╔══

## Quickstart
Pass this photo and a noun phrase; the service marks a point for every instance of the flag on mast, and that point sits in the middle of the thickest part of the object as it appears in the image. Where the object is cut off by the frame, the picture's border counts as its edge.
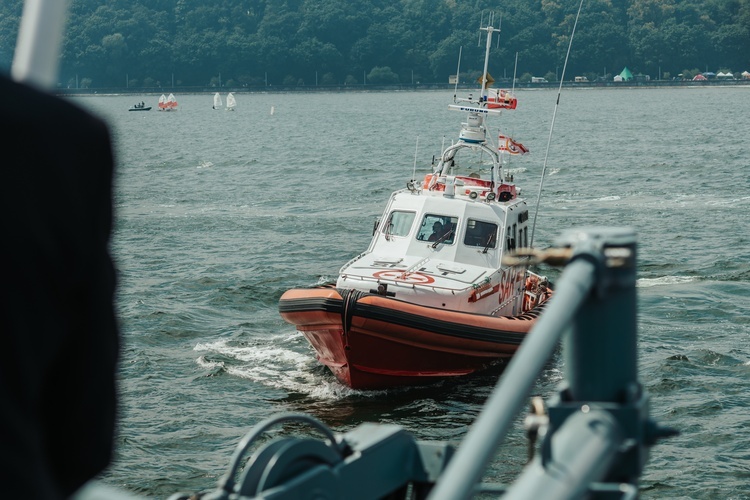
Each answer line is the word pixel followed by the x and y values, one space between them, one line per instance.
pixel 507 145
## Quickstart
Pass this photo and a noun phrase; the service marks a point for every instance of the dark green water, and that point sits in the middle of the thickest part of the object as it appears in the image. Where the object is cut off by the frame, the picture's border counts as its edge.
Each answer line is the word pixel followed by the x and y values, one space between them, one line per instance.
pixel 219 213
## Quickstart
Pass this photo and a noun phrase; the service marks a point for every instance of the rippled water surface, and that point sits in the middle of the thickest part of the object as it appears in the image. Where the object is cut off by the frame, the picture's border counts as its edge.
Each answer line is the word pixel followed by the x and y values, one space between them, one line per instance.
pixel 218 213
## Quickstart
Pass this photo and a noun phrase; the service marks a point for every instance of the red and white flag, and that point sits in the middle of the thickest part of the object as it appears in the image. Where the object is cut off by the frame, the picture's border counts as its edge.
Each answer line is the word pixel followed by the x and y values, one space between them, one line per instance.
pixel 507 145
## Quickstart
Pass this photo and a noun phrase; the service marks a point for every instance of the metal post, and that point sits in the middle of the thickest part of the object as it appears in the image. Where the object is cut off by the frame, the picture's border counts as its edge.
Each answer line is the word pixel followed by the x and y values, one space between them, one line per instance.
pixel 511 393
pixel 600 353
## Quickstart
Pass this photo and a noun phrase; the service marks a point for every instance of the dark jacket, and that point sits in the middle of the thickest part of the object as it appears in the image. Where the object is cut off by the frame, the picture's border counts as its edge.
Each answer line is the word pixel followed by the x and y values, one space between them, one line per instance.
pixel 57 318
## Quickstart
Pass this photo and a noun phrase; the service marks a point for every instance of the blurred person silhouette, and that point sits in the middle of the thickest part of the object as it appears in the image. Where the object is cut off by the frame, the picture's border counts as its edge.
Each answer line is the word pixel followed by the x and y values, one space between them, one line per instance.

╚══

**EXERCISE INSTRUCTIONS**
Could you write out again everything from the start of the items down through the line containing "pixel 219 213", with both ends included and each line reproduced word for word? Leave the pictures out of your answer.

**EXERCISE ANSWER**
## Quickstart
Pass this photo and a noun phrase; the service marks a point for every instance of the flag on mast, and that point sits in the middle of the thickest part of the object as it appears in the image. Where the object is cut off by the frame, the picture's border counts as its edge.
Each answer line is the word pixel followed by the x and y values, one space between them, one line per instance.
pixel 507 145
## Quickstart
Pass this photo and a noun phrase; the service marks a point for every instance of the dark green water, and that point sits in the middle of the thickest part of the object as it appears in the image. Where the object is cut off by the frame, the picture's border counts as its edge.
Each answer line is the word pixel followed by the x and y values, one space between them, one line per instance.
pixel 219 213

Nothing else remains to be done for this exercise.